#### AIM OF THE EXERCISE
List the names of everyone who posted in the forum thread on Sonnar formula lenses.

#### QUOTED PASSAGE
# Sonnar formula lenses on mirrorless cameras: post your shots.



## BrianV (Jan 17, 2013)

The Sonnar formula lens appeared on the market for the Contax RF camera of the 1930s. The design optimized transmission of light by minimizing the number of optical surfaces. The lens is in three groups, two sections. The front section is a telephoto lens with a focal length about 2.5times the focal length of the completed lens. The rear section is about the same focal length of the completed lens. The spacing between the two sections is small, and the overall lens is very compact. The back-focus of Sonnar lenses is relatively short, and lenses with focal length less than about 100mm never made it to the world of SLR's. Basically, they are in the domain of the mirrorless camera.

The Nikkor 5cm F1.4 is the first Sonnar lens faster than F1.5, appeared on the market in 1950. Made in Leica thread mount, it has an 18" minimum focus. Also available in Nikon "S-Mount", and can be used with an adapter on mirrorless cameras. The RF coupling on the LTM lens goes to 0.9m, can be modified for 0.7m
On the EP2, used with an adapter, the 18" minimum focus is quite useful. Wide-open, lighting from a flat-panel display at a Museum.


----------



## Helen B (Jan 17, 2013)

40 mm Sonnar on a Rollei 35S Kodachrome 64:


----------



## BrianV (Jan 18, 2013)

An online article on Sonnar lenses states that the 40/2.8 Sonnar was originally designed with front-cell focus, like the Rollei 35 Tessar. The designers were not happy with the result, redesigned the camera to focus the lens as a unit. The front-cell focus lens eventually found it's way to market as the Sonnar 40/3.5 on the A26 instamatic camera. I picked up a broken A26 with the idea to hack the lens into a new mount.

Carl Zeiss Jena 5cm f1.5 Sonnar from 1936, converted to Leica mount. Wide-open.




Gunston Hall


----------



## Ron Evers (Jan 18, 2013)

This list of such lenses my be helpful:

Antique and Classic Cameras


----------



## BrianV (Jan 18, 2013)

I have 14 of the lenses on that list. Also have 6 more in different mounts.

This one is not on the list.







A Can-Nikkor 50/1.5. Made from the front section of a Canon 50/1.5, rear-Triplet of a Nikkor 5cm F1.4 and set in Leica thread mount, RF coupled.


----------



## BrianV (Jan 30, 2013)

This is an early Sonnar, 1934 5cm F2- converted to Leica mount using a Jupiter-8 focus mount. Modified to close-focus to ~0.8m. Wide-open, and close to minimum focus. The glass on the F2 Sonnars is soft, like the glass on the Leica Summars. The F1.5 Sonnar glass is much more durable. This example is very clean.


----------



## BrianV (Jan 30, 2013)

This is with a 1934 5cm F1.5 Sonnar, converted to Leica mount using a Jupiter-3 focus mount. TheSN is in the 160xxxx range: the eariest than can be converted. Earlier lenses (1932 and 1933)  used a different fixture, and cannot be easily converted. Wide-Open at F1.5.


----------

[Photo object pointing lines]
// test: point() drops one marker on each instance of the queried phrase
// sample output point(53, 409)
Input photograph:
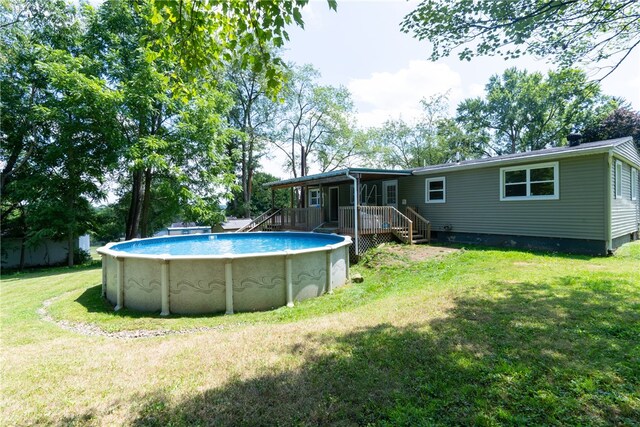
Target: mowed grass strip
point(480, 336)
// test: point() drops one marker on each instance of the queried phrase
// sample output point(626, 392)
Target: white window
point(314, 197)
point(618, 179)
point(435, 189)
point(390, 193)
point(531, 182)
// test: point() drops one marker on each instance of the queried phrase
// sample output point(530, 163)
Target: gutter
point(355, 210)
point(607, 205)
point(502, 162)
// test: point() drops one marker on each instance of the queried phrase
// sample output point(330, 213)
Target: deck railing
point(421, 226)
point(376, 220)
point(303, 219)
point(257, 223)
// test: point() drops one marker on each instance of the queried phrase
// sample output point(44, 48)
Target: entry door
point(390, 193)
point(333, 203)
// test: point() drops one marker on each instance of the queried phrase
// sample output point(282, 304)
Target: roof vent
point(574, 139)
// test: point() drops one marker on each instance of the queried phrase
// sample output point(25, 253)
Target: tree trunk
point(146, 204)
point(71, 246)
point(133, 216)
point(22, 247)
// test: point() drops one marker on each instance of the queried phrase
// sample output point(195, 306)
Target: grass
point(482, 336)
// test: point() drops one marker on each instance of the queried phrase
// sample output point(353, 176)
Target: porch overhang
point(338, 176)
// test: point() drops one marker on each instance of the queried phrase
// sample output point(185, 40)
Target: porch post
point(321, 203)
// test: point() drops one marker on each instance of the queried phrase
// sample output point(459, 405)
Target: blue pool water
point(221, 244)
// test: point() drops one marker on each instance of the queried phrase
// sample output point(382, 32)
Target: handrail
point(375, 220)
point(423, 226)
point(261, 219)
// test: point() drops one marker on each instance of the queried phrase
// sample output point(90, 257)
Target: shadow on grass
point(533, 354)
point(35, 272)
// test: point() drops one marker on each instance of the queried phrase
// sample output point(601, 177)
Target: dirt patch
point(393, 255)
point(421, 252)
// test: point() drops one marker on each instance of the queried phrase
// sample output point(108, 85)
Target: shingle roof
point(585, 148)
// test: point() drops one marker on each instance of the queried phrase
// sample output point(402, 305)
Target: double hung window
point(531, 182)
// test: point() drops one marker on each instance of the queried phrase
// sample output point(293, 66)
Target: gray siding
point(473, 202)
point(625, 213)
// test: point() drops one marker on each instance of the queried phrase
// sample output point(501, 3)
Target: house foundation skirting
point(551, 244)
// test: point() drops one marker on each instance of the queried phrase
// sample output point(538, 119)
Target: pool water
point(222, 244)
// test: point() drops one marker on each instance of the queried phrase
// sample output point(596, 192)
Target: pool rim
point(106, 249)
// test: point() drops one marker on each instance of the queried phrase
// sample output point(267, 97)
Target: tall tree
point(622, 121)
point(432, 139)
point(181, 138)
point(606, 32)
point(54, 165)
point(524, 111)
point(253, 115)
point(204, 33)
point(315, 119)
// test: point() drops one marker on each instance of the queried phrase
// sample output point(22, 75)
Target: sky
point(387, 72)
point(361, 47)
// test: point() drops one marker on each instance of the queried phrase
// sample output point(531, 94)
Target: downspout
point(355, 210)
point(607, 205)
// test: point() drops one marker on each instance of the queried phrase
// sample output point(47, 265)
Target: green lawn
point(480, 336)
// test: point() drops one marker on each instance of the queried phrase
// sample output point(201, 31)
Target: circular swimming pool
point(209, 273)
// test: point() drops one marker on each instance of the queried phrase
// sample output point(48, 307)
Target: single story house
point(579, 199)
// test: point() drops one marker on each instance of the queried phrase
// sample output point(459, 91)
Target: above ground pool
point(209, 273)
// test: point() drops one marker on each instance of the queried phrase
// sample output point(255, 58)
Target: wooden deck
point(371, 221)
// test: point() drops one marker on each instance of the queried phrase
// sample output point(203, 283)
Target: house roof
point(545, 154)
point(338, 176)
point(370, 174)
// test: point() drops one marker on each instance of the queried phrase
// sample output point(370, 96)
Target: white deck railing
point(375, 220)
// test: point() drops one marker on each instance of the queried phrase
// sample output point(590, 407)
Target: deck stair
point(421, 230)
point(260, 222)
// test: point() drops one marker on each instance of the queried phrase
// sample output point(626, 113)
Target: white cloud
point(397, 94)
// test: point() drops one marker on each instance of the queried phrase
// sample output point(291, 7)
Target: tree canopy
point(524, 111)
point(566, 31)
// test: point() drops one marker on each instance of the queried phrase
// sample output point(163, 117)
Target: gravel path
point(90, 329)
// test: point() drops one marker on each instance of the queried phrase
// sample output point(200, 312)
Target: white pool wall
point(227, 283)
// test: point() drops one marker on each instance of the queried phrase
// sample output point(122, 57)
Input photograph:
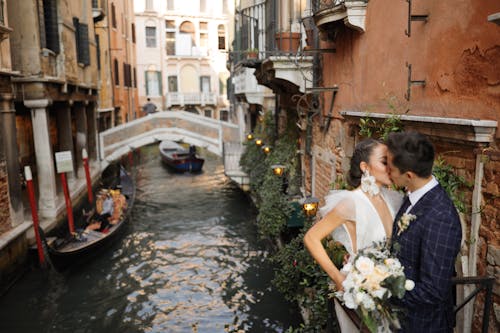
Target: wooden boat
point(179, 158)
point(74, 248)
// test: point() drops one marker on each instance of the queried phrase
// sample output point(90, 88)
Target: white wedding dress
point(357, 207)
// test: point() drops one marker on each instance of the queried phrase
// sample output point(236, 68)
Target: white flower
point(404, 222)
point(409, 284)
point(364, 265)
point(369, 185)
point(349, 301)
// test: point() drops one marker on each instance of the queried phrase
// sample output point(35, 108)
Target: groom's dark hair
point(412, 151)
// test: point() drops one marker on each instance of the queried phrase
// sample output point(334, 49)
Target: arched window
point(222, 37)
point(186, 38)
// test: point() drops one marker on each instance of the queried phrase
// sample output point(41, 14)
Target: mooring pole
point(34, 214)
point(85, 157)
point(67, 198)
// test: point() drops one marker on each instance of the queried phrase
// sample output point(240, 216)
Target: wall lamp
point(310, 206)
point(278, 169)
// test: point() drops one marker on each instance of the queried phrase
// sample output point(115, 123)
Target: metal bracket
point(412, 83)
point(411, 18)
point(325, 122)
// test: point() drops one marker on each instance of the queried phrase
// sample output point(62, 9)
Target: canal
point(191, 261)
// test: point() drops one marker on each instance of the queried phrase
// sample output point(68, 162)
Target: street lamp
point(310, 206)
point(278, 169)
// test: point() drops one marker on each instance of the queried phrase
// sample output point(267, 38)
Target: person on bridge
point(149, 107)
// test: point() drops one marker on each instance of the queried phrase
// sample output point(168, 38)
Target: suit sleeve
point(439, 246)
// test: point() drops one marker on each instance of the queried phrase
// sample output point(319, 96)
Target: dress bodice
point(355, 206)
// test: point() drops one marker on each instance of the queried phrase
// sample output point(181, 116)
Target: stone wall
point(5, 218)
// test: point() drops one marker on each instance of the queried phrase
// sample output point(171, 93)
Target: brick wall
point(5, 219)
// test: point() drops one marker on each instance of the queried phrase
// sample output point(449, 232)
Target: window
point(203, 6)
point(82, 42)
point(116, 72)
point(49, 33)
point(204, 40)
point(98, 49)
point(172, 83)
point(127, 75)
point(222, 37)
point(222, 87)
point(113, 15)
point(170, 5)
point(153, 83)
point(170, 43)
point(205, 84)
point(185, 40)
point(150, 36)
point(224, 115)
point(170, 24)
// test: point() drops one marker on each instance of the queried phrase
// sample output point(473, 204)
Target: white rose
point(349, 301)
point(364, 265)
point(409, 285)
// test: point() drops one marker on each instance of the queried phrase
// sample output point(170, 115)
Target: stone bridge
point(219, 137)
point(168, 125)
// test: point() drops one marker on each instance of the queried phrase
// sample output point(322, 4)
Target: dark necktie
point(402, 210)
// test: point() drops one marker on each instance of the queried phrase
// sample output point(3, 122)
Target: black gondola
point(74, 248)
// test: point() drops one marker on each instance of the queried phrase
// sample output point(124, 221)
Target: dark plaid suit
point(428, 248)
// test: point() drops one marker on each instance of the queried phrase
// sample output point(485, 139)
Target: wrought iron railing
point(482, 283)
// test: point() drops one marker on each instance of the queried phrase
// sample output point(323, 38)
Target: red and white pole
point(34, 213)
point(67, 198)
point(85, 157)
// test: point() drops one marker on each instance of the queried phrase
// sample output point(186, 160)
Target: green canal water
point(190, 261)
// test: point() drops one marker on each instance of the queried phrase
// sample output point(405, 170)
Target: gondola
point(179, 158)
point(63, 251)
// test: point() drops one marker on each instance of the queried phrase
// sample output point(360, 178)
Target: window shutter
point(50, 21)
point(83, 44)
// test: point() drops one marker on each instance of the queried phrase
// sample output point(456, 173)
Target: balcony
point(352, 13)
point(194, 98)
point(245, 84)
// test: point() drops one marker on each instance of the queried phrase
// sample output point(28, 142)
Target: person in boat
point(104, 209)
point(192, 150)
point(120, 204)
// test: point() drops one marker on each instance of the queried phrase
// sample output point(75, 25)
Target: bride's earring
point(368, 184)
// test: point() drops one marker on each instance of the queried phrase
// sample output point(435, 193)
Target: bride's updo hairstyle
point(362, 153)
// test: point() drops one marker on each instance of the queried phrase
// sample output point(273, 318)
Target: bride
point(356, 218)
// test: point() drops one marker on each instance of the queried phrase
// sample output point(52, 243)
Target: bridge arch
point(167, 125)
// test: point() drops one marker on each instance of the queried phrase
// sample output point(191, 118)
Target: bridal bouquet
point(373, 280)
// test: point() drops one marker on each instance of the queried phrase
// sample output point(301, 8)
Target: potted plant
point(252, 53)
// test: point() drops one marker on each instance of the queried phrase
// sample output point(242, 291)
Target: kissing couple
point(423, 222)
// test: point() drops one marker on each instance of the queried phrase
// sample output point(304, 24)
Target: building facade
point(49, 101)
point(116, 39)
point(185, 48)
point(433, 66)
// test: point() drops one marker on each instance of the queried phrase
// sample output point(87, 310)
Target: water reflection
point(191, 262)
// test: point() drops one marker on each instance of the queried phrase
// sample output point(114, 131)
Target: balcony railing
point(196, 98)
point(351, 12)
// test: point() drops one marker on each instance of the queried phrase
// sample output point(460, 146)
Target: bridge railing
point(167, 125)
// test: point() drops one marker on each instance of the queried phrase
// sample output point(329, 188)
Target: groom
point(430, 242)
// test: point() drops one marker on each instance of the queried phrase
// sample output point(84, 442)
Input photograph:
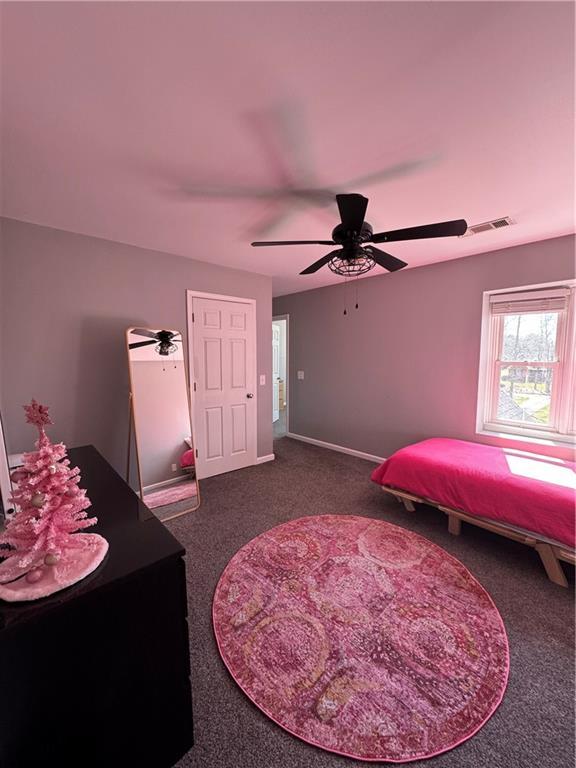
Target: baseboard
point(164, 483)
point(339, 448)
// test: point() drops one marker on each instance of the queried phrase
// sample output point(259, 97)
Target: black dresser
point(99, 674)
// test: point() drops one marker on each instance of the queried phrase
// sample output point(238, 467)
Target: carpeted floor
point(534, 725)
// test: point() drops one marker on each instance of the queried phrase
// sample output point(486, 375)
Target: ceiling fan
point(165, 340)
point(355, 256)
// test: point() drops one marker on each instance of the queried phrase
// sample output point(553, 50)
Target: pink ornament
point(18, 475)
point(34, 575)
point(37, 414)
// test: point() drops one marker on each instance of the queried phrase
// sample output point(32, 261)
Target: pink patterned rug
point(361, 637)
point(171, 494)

#### CORRECT RESULT
BrianV, Helen B, Ron Evers